Your instructions
Reproduce the following material line for line, without altering anything.
★ ★ ★ ★ ★ ★ ★
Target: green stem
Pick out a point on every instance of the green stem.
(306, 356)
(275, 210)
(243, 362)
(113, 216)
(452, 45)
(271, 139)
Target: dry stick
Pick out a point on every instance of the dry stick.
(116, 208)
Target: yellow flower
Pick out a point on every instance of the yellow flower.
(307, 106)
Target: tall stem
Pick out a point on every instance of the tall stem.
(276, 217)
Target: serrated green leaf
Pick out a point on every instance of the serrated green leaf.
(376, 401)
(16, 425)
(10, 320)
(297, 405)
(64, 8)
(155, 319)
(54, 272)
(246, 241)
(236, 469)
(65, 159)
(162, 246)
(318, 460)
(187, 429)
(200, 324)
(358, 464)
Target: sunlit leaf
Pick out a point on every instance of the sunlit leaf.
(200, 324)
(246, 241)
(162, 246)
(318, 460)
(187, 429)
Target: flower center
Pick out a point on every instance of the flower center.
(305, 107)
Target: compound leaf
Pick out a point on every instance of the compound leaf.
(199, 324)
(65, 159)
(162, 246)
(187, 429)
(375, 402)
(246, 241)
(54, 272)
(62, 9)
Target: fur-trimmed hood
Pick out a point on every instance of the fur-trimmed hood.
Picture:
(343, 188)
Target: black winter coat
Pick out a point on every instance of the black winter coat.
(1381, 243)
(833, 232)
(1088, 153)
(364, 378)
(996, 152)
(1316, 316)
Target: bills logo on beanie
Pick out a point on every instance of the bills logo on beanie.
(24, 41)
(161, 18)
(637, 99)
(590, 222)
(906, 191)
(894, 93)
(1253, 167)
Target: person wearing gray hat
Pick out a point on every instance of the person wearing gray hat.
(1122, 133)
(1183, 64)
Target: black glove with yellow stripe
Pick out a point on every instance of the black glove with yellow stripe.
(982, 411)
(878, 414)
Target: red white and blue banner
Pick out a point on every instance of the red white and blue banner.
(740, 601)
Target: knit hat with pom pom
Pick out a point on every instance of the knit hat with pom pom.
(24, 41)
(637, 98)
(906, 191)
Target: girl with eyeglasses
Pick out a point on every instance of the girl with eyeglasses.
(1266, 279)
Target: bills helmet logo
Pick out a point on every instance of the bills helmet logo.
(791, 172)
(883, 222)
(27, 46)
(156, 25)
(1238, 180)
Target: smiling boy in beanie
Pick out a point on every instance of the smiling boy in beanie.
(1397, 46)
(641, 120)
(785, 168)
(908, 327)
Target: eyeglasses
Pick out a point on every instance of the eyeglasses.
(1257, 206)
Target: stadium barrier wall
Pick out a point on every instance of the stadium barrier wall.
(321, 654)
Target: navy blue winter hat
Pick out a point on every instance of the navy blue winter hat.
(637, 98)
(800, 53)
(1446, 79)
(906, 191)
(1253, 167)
★ ★ ★ ★ ★ ★ ★
Task result
Target: green stem
Pick out a point on every instance of the green stem.
(306, 356)
(275, 210)
(243, 362)
(113, 216)
(452, 45)
(271, 139)
Target: dry stick
Pick out a point on every instance of the dry stick.
(116, 208)
Target: yellow flower
Pick out a point on every instance of the yellow flower.
(307, 106)
Target: tall stem
Pick out a point on every instance of the tall stem.
(276, 217)
Target: serrated green leaf
Pick out a point on every instance of the serrated green leaf.
(376, 401)
(16, 425)
(10, 320)
(297, 405)
(64, 8)
(155, 319)
(54, 272)
(246, 241)
(236, 469)
(65, 159)
(162, 246)
(318, 460)
(187, 429)
(200, 324)
(358, 464)
Target: sunlit leaf
Pick out a point on every instance of the sunlit leaf.
(200, 324)
(246, 241)
(162, 246)
(318, 460)
(187, 429)
Target: flower center
Pick out a point on every instance of the flower center.
(305, 107)
Target: compound leaf
Pick out a point on every instance of the compound leaf.
(199, 324)
(65, 159)
(162, 246)
(187, 429)
(375, 402)
(246, 241)
(54, 272)
(62, 9)
Target: fur-trimmed hood
Pick out a point on every instance of the fur-trimmed hood.
Picture:
(343, 188)
Target: black winter coat
Pick out a point on every instance of the black winter coat.
(1381, 243)
(833, 232)
(1088, 153)
(364, 378)
(996, 152)
(1316, 316)
Target: bills logo on beanie
Pick out a point on every instance of the bills logo on beanie.
(24, 41)
(161, 18)
(637, 99)
(590, 222)
(906, 191)
(894, 93)
(1253, 167)
Target: person wearing gray hat
Pick out a point on every instance of the person wearing gray hat.
(1122, 133)
(1183, 64)
Target: black glove with yellow stripe
Pick out a point on every instance of the black glove with yellow stripe.
(982, 411)
(878, 414)
Target: red white and blue banner
Pick out a point on every instance of the red white and blue banner.
(740, 601)
Target: knit hat with pom pom
Pick out a point on every instance of the knit hat with pom pom.
(24, 41)
(637, 98)
(906, 191)
Target: girl with eyeglasses
Pick out a point on every instance of the girl with eyeglasses.
(1266, 279)
Target: bills helmet logo
Pick out a point on every instance of the bills helmet logo.
(791, 172)
(883, 222)
(27, 46)
(156, 25)
(1238, 180)
Target: smiling boy in beanie
Pick out a point on every instance of the smiling boy in beanie.
(1397, 46)
(641, 120)
(785, 168)
(908, 327)
Target: eyeglasses
Pick out a point on every instance of the eyeglasses.
(1257, 206)
Target: stadium barrier wall
Pick out a point on every instance of the stadium barrier wall.
(321, 654)
Target: navy blue winter hat
Pick out a point on every instance of the navy blue winter hat.
(637, 98)
(800, 53)
(1446, 79)
(906, 191)
(1253, 167)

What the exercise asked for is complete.